**** Data for this exercise

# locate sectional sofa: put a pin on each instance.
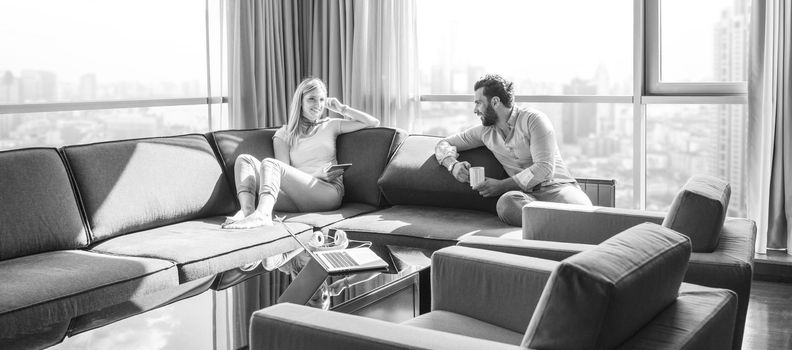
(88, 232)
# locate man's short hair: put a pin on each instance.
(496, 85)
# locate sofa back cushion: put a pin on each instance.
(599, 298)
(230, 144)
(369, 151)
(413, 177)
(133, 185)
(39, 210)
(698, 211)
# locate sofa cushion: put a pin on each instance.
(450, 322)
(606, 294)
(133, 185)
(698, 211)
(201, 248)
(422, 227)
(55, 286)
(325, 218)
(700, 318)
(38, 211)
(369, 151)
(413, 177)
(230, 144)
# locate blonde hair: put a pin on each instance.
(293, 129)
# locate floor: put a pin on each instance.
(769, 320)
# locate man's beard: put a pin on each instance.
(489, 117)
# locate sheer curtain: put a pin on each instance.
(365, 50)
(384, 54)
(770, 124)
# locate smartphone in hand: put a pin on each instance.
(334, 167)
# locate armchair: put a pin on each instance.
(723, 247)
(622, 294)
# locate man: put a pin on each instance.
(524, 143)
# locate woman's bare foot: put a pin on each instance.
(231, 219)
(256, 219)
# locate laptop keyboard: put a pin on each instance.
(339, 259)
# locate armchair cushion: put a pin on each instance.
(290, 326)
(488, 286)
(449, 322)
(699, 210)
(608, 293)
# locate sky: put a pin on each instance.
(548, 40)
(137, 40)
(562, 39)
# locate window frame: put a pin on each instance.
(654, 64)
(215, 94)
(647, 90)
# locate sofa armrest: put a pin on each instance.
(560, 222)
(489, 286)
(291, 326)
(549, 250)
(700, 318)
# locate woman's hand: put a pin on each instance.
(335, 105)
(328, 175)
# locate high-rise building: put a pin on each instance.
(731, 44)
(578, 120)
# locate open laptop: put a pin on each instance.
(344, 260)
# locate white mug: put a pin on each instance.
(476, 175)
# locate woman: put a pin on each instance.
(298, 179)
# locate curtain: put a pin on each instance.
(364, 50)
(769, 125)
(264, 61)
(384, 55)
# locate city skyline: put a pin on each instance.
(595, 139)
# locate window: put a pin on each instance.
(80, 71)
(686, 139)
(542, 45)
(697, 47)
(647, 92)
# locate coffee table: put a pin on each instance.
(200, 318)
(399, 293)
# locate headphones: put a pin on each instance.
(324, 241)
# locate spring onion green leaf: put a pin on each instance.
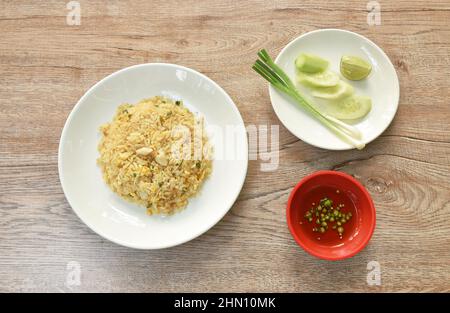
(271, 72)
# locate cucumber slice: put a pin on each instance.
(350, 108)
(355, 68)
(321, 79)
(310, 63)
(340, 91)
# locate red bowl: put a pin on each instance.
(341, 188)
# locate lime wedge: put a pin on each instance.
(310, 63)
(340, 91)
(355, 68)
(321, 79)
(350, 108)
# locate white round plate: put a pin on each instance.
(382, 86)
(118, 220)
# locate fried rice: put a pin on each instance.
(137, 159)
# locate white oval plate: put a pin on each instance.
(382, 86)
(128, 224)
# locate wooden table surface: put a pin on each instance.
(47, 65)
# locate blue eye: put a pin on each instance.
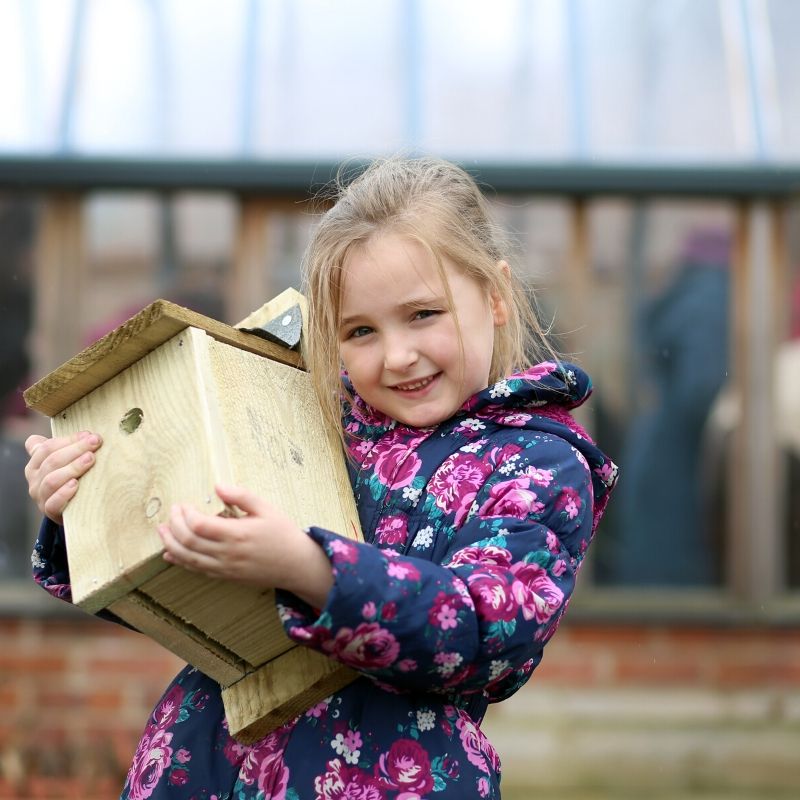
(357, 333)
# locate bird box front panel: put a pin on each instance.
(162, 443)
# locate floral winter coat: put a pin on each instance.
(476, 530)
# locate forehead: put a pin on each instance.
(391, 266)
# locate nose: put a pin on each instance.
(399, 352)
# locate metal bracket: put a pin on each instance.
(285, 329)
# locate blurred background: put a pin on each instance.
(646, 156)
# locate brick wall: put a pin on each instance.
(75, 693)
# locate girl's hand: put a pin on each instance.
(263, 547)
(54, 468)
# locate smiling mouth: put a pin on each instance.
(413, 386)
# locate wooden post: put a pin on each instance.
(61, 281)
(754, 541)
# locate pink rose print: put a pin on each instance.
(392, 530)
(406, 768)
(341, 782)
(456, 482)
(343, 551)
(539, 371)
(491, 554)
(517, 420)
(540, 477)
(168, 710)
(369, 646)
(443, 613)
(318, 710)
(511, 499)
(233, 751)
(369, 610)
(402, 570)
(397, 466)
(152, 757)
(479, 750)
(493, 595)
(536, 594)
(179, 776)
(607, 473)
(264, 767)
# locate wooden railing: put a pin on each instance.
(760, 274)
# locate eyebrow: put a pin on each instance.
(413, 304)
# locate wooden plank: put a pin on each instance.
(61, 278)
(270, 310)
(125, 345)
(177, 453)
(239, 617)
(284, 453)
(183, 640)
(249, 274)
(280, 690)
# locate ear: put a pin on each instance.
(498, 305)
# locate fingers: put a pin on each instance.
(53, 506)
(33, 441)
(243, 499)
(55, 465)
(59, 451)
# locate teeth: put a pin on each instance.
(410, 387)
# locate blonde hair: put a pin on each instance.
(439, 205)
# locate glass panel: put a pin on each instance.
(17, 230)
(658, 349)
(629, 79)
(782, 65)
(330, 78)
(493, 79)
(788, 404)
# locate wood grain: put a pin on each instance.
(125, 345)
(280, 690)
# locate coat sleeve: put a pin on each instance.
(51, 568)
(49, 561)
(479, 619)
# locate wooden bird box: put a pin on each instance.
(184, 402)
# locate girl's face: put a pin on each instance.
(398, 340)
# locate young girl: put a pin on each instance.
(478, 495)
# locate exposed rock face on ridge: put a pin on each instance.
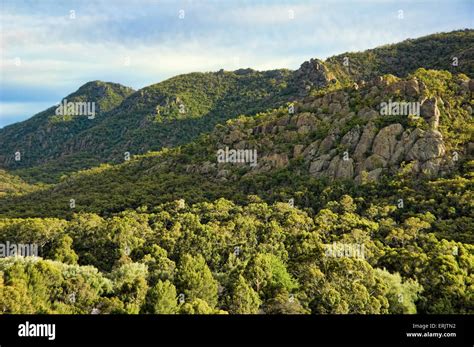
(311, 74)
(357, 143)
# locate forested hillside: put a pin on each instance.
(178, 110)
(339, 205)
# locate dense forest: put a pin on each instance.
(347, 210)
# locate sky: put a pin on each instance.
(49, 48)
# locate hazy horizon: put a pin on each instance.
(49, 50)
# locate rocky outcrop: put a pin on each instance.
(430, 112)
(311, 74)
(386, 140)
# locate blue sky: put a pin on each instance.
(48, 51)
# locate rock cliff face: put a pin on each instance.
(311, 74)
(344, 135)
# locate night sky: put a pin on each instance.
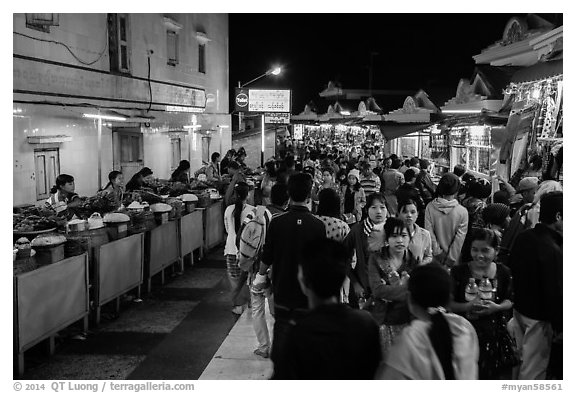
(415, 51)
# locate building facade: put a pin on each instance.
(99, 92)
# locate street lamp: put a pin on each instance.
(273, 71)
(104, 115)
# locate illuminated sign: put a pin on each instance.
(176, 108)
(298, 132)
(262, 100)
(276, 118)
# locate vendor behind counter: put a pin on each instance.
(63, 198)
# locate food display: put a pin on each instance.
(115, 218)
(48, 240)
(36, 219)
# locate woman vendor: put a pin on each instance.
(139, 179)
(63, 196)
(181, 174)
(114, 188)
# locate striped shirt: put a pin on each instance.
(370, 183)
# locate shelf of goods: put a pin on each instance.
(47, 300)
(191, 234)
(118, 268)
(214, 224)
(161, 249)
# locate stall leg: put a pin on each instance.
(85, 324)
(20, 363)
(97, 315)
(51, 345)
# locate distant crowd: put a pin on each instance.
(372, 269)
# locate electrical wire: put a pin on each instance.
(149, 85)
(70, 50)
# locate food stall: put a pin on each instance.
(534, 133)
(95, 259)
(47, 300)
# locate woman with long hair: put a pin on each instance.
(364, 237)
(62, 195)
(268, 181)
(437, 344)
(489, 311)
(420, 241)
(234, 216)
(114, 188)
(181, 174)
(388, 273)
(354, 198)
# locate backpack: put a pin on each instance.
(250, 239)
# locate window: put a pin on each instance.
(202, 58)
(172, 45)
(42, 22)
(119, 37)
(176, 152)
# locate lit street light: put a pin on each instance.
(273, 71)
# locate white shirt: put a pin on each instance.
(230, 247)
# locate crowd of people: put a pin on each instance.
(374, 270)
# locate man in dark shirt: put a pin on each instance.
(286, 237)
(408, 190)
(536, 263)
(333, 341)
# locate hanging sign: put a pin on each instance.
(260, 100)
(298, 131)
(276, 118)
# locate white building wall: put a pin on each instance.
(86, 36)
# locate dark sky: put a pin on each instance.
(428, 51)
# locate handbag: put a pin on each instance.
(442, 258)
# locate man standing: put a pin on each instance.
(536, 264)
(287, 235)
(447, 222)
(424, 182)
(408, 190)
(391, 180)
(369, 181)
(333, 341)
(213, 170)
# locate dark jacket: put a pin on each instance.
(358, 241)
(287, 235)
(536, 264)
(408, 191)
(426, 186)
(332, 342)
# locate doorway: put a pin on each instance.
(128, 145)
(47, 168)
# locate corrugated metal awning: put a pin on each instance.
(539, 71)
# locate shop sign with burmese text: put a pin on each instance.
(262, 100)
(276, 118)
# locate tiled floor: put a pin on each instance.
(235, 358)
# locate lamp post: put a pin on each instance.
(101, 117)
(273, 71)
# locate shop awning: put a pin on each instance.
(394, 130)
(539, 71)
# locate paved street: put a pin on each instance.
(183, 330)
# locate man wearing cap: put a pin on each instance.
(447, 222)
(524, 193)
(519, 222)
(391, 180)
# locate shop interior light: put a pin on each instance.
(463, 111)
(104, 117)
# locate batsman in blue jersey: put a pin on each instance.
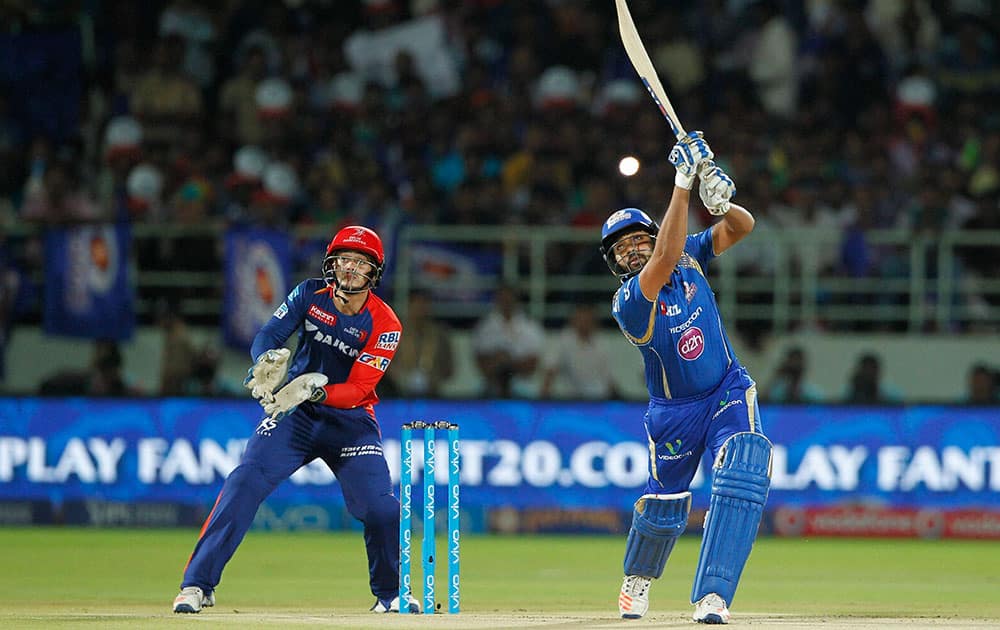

********

*Written exercise*: Here the job is to quote the lines from the one with "# locate dark jacket: put" through the end of the material, both included, exactly; please skip the pictures.

*Result*:
# locate dark jacket: put a pin on each instance.
(358, 241)
(287, 235)
(536, 264)
(408, 191)
(426, 186)
(332, 342)
# locate doorway: put a pin on each instance.
(128, 145)
(47, 168)
# locate corrugated metal awning: put a pin on each instance.
(539, 71)
# locate shop sign with burmese text: put a pin on each instance.
(262, 100)
(276, 118)
# locate tiled floor: put a pin on each instance.
(235, 358)
# locate lamp post: put a pin on each instance.
(101, 117)
(273, 71)
# locate shop awning: put a pin on each instance.
(394, 130)
(539, 71)
# locate paved street: put a pin on each instance.
(183, 330)
# locate man wearing cap: put a pin on each instance.
(447, 222)
(524, 193)
(519, 222)
(391, 180)
# locate shop interior light: put a pin on each instance.
(463, 111)
(104, 117)
# locate batsman in blue jersey: put a pin on each instance.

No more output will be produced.